### Goal of the exercise
In the listing, from the line containing "The locate routine indicates the bare tree" through the end, inclusive, change "city skyline" to "urban skyline" and reproduce those lines with nothing else altered.

[Dataset rows]
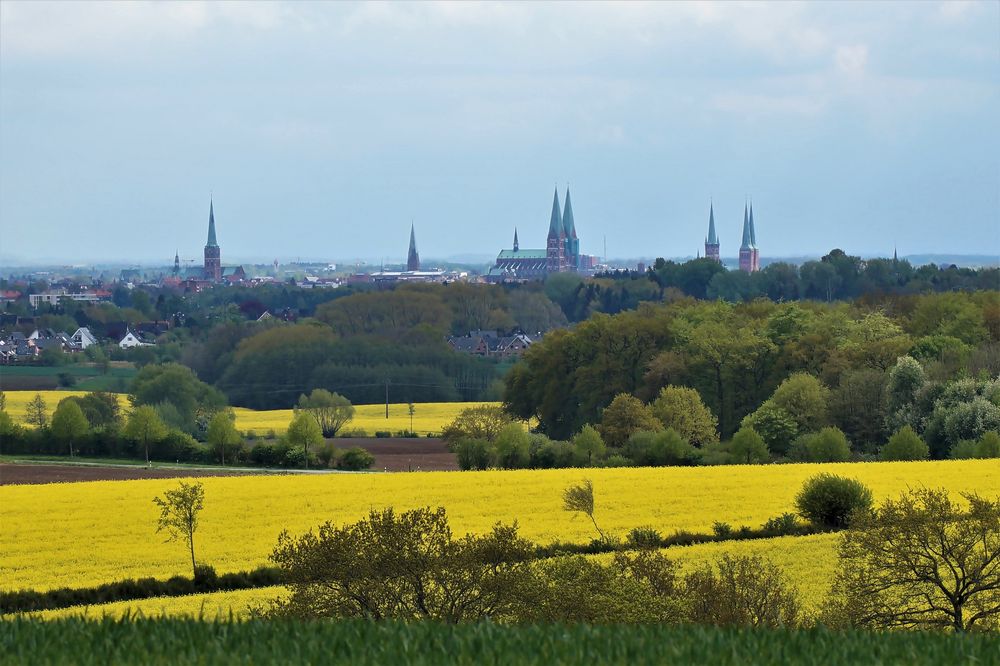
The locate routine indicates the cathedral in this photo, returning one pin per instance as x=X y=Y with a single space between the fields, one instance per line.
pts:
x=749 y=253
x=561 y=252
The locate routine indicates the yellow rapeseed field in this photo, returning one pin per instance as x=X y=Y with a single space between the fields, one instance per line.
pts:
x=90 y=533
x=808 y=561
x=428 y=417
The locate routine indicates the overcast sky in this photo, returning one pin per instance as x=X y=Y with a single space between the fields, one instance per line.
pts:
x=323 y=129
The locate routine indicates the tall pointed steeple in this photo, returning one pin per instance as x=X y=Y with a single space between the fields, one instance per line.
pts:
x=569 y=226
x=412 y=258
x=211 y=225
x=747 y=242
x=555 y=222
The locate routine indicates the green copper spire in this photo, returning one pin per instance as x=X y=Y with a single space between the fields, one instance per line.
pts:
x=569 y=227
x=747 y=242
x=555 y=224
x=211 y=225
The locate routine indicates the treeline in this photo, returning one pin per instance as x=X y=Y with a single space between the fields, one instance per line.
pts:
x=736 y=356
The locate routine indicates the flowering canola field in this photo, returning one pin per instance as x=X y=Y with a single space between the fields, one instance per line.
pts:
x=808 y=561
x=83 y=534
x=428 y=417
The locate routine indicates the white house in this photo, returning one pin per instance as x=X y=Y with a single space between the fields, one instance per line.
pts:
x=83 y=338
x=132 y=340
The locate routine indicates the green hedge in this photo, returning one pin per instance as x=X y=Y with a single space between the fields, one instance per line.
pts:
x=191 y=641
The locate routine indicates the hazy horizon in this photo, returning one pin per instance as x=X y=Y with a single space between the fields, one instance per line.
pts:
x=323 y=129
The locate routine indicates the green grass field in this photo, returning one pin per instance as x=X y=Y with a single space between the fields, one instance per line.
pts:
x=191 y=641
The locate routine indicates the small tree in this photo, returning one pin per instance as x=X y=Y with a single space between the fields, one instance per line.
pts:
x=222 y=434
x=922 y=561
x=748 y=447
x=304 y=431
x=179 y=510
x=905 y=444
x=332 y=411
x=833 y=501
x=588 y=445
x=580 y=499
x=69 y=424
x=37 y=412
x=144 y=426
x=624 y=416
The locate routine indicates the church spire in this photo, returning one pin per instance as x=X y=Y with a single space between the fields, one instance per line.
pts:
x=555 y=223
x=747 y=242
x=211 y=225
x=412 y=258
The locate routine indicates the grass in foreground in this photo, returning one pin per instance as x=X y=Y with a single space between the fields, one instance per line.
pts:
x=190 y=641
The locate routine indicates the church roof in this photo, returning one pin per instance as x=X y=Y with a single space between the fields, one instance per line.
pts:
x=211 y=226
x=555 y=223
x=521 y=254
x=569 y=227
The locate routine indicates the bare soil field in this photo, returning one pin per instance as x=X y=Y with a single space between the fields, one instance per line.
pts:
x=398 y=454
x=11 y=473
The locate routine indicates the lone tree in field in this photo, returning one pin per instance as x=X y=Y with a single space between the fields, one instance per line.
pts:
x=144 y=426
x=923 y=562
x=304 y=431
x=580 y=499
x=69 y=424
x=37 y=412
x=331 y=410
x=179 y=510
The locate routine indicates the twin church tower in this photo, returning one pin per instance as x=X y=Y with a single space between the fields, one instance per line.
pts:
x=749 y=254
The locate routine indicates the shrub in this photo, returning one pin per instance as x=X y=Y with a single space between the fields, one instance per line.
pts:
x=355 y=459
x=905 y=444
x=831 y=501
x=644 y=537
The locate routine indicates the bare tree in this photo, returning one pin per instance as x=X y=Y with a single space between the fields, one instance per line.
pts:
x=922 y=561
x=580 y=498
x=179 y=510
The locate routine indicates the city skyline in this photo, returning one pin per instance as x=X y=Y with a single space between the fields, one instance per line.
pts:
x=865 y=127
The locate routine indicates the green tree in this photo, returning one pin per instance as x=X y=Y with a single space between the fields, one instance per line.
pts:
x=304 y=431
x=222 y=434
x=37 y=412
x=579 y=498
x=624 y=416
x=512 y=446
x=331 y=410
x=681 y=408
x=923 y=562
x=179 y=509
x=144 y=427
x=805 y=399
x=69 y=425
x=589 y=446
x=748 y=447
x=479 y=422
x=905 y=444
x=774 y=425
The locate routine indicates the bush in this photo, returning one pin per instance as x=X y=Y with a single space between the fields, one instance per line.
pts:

### Output for this task
The locate routine indicates the bare tree in this photo, returning one pin per instance as x=X y=Y with a single space between the fields, one instance per line.
pts:
x=922 y=561
x=580 y=498
x=179 y=510
The locate routine indicates the urban skyline in this photo, returning one pin per instance as x=X y=Y with a single space between the fields, one instance per line.
pts:
x=865 y=127
The locate routine indicates the green tree in this photo, returning one pin per instance as x=X y=Y with a single space between the fields, one instance per line.
pts:
x=304 y=431
x=222 y=434
x=37 y=412
x=579 y=498
x=624 y=416
x=512 y=446
x=331 y=410
x=681 y=408
x=923 y=562
x=179 y=509
x=144 y=427
x=805 y=399
x=69 y=425
x=589 y=446
x=748 y=447
x=479 y=422
x=905 y=444
x=774 y=425
The locate routine indicates the bush in this photo, returning one pin per instance as x=X y=Y with a single space between the fields, one instance per line.
pts:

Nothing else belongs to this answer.